* [WRITTEN EXERCISE]: Only the pictures are to be left out; set down the rest of the records exactly.

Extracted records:
# # # # #

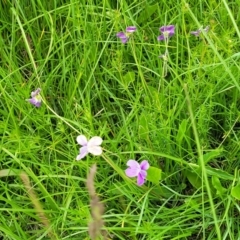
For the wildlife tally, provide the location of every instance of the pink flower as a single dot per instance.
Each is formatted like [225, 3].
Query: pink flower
[92, 146]
[124, 36]
[36, 99]
[137, 170]
[199, 31]
[167, 32]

# # # # #

* [SOLUTION FOR THIS PROBLEM]:
For the wildlife tally, provide the location of every instance of the pink flower as a single dot per instance.
Each is formatted like [225, 3].
Query: pink flower
[92, 146]
[124, 36]
[36, 99]
[137, 170]
[199, 31]
[167, 32]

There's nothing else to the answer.